La Coupe du monde de Mitterrand

Guy Roux ne pèse pas vraiment ses mots, mais peu importe. Le procès en appel est repoussé, Cantona est autorisé à rentrer chez lui en attendant la nouvelle audience, et sera finalement condamné à des heures de TIG. Pour Guy Roux, impossible d’expliquer ce qu’il s’est tramé au plus haut niveau de l’État : « Ils ont fait quelque chose. Je ne sais pas bien quoi. » Mais il en est persuadé, Canto’ doit sa réduction de peine à une intervention de la diplomatie française, téléguidée par François Mitterrand en personne. À cette époque, le président est un vieil homme fatigué, qui termine à bout de souffle son deuxième mandat. À soixante-dix-huit ans et après quatorze années de vie à l’Élysée, il n’a plus qu’un mois à tenir avant de passer le relais à celui qui lui succédera dans le fauteuil du salon doré, le bureau du chef de l’État. Est-il réellement intervenu pour tirer une épine du pied de Cantona le caractériel ? Personne ne l’a jamais confirmé, mais François Mitterrand avait déjà mis son nez dans certains sujets relatifs au ballon rond. Il s’était plusieurs fois affiché aux côtés de Guy Roux en tant que maire de Château-Chinon, ville de 2500 habitants à une centaine de kilomètres d’Auxerre, fonction que Mitterrand a occupée pendant plus de vingt ans. Et au-delà de l’AJA et des affaires locales, une fois arrivé à la tête de l’État, François Mitterrand a dû gérer des dossiers tels que la mise en place du comité d’organisation du Mondial 98. C’est lui qui a approuvé en 1992 la doublette Fernand Sastre-Michel Platini à la tête de la structure, et il passait une tête de temps à autre pour voir comment l’affaire avançait, demandant un jour à Sastre lors d’un déjeuner : « Comment se passe votre entente avec Platini ? Vous allez faire une sacrée équipe tous les deux. »

> **Lignes répertoriées**:
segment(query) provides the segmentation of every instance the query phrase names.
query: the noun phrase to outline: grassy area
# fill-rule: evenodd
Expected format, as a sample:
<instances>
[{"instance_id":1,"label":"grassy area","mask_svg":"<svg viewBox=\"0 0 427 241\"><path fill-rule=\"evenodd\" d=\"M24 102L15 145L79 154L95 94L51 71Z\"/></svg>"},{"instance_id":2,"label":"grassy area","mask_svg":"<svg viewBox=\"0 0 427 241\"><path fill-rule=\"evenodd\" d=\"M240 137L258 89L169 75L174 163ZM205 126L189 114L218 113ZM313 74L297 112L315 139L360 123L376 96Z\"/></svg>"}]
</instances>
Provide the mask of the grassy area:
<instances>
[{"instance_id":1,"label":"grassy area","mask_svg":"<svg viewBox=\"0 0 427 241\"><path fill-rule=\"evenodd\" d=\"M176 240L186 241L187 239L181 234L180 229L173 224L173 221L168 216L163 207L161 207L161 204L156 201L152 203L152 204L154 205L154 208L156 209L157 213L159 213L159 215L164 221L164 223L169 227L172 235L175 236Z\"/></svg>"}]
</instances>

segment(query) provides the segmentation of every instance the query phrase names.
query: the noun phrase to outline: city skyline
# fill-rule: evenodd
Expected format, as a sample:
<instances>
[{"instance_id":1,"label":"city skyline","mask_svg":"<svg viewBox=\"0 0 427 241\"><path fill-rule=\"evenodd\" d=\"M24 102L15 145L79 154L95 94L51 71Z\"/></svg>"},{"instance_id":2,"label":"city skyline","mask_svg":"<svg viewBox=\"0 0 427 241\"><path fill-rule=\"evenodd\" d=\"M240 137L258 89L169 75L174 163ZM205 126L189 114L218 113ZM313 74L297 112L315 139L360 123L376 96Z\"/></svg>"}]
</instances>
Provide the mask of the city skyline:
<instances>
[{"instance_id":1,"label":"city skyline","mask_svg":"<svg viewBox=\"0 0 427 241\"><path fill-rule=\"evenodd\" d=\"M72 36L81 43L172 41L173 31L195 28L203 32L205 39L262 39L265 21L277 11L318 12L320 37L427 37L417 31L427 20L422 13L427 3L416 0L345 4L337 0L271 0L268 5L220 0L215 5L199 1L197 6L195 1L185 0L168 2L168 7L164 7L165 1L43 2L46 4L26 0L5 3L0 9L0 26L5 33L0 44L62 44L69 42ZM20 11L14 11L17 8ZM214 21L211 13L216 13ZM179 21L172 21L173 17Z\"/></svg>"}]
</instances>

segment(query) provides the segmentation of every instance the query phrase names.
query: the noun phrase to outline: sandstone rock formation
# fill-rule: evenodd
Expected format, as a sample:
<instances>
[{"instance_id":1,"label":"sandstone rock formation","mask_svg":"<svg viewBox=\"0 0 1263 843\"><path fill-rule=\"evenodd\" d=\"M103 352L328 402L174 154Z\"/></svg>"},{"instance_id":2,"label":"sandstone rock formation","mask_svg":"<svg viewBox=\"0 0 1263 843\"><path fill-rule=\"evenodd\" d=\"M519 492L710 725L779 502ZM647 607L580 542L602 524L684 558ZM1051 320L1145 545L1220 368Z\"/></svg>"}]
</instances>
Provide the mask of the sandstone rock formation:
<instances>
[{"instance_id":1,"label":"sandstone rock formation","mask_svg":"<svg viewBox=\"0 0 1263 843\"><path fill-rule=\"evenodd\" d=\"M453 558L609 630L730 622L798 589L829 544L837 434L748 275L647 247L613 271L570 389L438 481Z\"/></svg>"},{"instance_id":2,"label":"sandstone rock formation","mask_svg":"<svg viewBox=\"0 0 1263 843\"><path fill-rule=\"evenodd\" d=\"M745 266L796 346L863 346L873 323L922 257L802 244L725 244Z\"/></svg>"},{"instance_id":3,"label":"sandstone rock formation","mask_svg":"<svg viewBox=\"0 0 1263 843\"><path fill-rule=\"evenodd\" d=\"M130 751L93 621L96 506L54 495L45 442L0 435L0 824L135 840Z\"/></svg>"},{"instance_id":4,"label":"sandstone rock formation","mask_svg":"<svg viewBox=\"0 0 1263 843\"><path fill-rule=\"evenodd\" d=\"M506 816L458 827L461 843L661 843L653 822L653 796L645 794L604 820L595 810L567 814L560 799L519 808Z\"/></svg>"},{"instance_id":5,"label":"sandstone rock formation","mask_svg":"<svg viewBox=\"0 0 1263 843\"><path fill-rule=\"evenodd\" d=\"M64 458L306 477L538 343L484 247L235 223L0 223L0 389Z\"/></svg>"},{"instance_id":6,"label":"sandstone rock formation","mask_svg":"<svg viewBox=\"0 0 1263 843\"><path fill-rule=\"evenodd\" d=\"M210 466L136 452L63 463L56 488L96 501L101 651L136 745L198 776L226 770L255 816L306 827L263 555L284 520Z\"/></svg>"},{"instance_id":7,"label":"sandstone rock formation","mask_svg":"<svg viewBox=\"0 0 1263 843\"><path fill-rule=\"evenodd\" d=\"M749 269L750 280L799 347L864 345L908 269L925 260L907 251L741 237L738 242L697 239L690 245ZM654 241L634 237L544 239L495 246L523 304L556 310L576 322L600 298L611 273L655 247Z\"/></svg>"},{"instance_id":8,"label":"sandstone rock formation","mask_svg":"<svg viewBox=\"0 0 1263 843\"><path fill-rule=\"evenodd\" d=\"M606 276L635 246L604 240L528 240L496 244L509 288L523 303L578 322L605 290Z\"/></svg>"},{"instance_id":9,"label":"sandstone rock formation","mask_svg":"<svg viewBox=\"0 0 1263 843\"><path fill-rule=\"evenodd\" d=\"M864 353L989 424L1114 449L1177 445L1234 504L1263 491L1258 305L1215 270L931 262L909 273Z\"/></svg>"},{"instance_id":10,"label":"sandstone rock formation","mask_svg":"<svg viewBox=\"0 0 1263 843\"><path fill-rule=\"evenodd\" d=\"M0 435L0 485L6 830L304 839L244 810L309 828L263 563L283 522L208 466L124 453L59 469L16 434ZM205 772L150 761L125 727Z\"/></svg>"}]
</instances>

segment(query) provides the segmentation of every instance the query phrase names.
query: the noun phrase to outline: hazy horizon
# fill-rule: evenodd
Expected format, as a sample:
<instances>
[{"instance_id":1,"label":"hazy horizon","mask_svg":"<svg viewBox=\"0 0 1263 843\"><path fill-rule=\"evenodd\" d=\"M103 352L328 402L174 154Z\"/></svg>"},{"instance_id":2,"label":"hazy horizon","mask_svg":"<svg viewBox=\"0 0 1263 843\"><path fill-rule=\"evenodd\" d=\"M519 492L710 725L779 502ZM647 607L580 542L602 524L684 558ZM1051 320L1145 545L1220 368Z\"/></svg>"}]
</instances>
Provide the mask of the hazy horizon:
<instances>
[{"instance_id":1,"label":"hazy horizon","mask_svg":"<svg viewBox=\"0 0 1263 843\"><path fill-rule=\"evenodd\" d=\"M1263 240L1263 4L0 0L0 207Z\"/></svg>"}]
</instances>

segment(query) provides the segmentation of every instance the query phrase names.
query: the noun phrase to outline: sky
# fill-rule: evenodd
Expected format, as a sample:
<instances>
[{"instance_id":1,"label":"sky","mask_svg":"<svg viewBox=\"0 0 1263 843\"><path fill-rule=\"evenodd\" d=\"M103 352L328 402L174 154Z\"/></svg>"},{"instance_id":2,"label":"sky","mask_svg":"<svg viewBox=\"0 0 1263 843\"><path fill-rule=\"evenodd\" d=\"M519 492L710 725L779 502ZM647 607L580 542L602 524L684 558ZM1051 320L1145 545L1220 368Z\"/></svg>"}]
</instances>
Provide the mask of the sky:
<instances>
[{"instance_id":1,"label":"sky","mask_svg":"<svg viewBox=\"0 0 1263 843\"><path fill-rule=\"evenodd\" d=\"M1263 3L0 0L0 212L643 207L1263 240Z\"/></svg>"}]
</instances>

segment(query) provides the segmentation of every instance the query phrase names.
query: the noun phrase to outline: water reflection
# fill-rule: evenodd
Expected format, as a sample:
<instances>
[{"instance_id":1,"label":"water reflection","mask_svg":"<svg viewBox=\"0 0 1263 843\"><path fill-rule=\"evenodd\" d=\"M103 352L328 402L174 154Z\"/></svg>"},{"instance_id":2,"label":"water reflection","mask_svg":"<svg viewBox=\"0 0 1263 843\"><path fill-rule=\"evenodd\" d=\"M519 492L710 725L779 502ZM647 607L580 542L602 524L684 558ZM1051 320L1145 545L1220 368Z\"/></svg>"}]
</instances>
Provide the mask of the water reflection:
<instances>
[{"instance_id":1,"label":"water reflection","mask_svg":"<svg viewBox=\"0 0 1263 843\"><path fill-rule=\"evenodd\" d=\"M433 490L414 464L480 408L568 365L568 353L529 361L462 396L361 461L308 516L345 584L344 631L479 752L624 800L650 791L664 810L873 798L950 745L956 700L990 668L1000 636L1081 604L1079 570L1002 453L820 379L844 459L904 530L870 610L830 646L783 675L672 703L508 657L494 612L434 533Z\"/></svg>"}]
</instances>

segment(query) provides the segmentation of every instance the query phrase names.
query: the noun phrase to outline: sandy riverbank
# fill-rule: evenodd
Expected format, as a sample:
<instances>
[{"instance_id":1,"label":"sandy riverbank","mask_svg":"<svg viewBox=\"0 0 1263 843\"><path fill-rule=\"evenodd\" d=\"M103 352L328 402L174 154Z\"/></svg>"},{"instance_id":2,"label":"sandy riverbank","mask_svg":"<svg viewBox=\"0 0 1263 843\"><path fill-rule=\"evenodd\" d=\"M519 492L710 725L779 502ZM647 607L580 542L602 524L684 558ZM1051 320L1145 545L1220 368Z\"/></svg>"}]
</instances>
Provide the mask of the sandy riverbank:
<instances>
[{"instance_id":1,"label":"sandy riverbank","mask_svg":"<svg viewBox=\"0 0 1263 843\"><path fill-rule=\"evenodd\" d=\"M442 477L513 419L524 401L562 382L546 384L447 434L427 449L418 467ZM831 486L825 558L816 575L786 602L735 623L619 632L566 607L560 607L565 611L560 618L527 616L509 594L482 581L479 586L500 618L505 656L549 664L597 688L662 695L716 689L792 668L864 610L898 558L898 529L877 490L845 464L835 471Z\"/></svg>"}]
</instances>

> **Exercice**: Résumez en deux phrases le texte sur Mitterrand et le football. Les lignes n'ont aucun rapport avec le texte.

> **La solution**: Guy Roux est persuadé que Cantona, dont le procès en appel a été repoussé et qui a finalement écopé d'heures de TIG, doit sa réduction de peine à une intervention de la diplomatie française téléguidée par François Mitterrand, alors en fin de second mandat, même si personne ne l'a jamais confirmé. Mitterrand s'était déjà mêlé de football, s'affichant avec Guy Roux en tant que maire de Château-Chinon puis, à la tête de l'État, approuvant en 1992 le duo Fernand Sastre-Michel Platini à la tête du comité d'organisation du Mondial 98.